▸ EXTRACTED TEXT:
########################################
Rishi Sunak commits to spend 2.5% of GDP on defence by 2030

The prime minister said his announcement was helping to put Britain's defence industry on a war footing, as ITV News Europe Editor James Mates and Political Correspondent Carl Dinnen report

Rishi Sunak has promised an extra £75 billion in defence spending over the next six years, as he warned the world is “the most dangerous it has been” since the end of the Cold War.

The prime minister said the UK will spend 2.5% of gross domestic product (GDP) on defence by 2030.

This re-commits to a target set by Boris Johnson in 2022 and firms up Mr Sunak’s own stance on the defence budget.

The prime minister and chancellor Jeremy Hunt had previously only said the 2.5% goal would be met when the economic conditions allow.

But committing to 2030 is unlikely to appease some on the Conservative benches who have been pushing for at least 3% to be spent on defence at a time when Vladimir Putin’s Russia is waging war on a European neighbour.

Mr Sunak set out the plan at a joint appearance with Nato Secretary-General Jens Stoltenberg at a military base in Warsaw, Poland.

Under the new spending plan, the UK defence budget will increase immediately and then rise steadily to reach £87 billion at the end the decade.

Mr Sunak said: “In a world that is the most dangerous it has been since the end of the Cold War, we cannot be complacent.

“As our adversaries align, we must do more to defend our country, our interests, and our values.

“That is why today I am announcing the biggest strengthening of our national defence for a generation.

“We will increase defence spending to a new baseline of 2.5% of GDP by 2030 – a plan that delivers an additional £75 billion for defence by the end of the decade and secures our place as by far the largest defence power in Europe.
########################################
Lines of data
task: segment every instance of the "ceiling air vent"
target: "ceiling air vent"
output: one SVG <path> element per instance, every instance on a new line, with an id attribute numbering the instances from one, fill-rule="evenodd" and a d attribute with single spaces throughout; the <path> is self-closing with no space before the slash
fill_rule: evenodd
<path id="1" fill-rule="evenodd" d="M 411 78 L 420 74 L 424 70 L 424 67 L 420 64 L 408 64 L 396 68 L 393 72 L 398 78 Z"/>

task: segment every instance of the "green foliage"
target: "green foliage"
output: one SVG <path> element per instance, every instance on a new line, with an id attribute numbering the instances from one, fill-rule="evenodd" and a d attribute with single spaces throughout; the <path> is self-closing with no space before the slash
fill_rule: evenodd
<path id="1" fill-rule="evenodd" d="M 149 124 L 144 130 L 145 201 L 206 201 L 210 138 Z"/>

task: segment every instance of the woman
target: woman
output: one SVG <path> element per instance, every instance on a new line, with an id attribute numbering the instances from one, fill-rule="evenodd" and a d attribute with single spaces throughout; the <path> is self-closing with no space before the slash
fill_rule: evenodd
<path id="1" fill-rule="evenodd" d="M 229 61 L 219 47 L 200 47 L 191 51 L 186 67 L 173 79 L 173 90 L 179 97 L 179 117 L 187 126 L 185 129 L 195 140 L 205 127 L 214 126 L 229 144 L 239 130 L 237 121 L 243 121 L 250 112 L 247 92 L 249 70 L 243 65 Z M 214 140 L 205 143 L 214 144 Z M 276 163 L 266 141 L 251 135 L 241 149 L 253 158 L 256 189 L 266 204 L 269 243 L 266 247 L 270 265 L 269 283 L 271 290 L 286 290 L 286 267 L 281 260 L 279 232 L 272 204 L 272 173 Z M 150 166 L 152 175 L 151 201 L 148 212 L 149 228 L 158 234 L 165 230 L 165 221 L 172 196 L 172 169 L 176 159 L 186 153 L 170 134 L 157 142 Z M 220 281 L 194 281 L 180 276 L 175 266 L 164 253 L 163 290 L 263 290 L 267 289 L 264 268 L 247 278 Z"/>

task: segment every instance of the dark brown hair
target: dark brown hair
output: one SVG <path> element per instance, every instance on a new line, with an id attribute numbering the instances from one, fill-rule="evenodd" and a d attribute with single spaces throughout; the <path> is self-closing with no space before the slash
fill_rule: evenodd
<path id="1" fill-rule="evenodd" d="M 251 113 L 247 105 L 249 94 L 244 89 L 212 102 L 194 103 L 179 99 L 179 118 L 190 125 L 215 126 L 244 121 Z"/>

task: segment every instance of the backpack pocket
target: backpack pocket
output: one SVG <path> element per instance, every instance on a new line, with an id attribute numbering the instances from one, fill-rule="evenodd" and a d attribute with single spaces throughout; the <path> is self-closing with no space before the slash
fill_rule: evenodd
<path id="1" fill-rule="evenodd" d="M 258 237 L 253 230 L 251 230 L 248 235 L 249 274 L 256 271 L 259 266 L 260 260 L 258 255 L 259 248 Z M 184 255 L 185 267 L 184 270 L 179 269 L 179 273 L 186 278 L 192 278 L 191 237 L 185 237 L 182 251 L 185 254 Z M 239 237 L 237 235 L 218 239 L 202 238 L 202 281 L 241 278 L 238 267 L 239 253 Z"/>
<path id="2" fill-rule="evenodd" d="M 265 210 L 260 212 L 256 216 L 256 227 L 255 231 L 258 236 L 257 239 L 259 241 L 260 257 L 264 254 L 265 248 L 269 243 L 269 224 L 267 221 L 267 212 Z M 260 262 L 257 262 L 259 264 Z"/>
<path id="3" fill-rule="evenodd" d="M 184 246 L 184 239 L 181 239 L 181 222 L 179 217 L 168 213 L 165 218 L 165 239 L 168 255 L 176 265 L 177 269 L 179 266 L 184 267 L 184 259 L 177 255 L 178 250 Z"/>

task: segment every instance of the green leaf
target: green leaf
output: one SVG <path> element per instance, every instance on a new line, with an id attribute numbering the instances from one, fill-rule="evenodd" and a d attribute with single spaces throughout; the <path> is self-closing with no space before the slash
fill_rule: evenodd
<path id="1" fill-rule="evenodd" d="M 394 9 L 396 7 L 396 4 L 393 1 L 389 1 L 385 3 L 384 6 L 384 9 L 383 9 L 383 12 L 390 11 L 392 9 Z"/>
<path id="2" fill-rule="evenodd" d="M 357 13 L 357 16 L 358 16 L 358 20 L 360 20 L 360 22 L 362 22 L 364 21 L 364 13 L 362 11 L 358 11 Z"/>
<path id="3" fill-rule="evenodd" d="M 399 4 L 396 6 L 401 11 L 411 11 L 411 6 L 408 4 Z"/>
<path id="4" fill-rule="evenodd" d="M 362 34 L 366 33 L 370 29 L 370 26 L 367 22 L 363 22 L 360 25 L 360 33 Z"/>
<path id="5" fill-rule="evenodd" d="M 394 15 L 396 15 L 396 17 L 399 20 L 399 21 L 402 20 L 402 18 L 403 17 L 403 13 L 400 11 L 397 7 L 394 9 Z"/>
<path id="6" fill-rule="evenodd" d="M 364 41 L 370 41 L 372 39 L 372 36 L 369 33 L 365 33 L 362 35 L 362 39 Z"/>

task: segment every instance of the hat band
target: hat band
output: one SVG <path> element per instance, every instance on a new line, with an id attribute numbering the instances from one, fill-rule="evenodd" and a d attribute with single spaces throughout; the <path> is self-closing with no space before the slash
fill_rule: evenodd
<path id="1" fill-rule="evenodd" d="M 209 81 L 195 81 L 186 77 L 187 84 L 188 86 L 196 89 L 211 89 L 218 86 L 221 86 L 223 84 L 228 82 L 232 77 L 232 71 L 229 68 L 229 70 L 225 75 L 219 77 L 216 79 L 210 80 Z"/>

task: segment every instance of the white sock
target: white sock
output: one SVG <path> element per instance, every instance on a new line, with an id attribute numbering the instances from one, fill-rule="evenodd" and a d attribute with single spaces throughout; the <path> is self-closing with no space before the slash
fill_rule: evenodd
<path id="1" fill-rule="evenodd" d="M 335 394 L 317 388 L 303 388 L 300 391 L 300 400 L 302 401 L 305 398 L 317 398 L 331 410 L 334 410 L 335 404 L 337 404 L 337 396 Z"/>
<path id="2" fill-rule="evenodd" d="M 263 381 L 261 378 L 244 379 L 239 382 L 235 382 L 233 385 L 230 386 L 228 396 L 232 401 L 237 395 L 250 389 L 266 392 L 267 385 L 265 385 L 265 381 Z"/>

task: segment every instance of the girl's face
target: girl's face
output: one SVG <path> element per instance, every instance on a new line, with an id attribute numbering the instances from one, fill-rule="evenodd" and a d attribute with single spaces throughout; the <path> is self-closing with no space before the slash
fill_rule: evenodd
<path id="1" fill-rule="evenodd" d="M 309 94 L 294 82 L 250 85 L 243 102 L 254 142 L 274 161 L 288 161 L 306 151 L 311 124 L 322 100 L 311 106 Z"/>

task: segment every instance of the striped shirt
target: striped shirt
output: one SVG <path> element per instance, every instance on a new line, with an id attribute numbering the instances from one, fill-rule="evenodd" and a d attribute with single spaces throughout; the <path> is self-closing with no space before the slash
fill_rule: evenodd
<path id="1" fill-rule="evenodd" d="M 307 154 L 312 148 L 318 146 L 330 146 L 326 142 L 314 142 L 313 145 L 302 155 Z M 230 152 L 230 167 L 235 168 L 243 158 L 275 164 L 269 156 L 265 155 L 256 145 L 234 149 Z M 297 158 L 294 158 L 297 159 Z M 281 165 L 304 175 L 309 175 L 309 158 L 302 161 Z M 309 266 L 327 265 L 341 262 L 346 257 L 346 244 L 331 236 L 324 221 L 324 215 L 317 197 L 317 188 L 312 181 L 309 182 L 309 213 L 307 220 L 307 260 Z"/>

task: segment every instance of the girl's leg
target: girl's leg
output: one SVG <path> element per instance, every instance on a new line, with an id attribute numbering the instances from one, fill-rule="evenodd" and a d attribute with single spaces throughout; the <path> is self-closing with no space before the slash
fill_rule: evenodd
########################################
▸ EXERCISE SET:
• 1. Answer these questions about the article on British military spending:
(a) What share of GDP does the UK plan to spend on the military by 2030?
(b) Where did Mr Sunak set out the plan, and with whom?
(c) What figure will the budget reach at the end of the decade?
• 2. Carry on the article about British military spending, picking up after its final sentence.

▸ RESULTS OF THE EXERCISE:
• 1.
(a) 2.5% of GDP.
(b) At a military base in Warsaw, Poland, at a joint appearance with Nato Secretary-General Jens Stoltenberg.
(c) £87 billion.

• 2.
“Today is a turning point for European security and a landmark moment in the defence of the United Kingdom.

“It is a generational investment in British security and British prosperity, which makes us safer at home and stronger abroad.”

Mr Hunt and Defence Secretary Grant Shapps travelled with Mr Sunak and backed the announcement.

The chancellor said the announcement “sends the clearest possible message to Putin that, as other Nato European countries match this commitment, which they will, he will never be able to outspend countries that believe in freedom and democracy”.

Drawing lessons from the war in Ukraine, the government promised a further £10 billion over the next 10 years to ensure the military does not run out of ammunition and missiles.

This represents nearly a doubling of current UK spending on munitions production and will focus on capabilities including air defence missiles, anti-armour munitions and 155mm artillery shells.

The announcement comes after Mr Sunak unveiled a £500 million military aid package including missiles, armoured vehicles and boats for Ukraine.

Ukrainian President Volodymyr Zelenskyy, who spoke to the prime minister on Tuesday morning, said “all of this is needed on the battlefield”.

Mr Sunak said Mr Zelenskyy is “in good spirits”, “very positive” about renewed US support and “very grateful” for UK help.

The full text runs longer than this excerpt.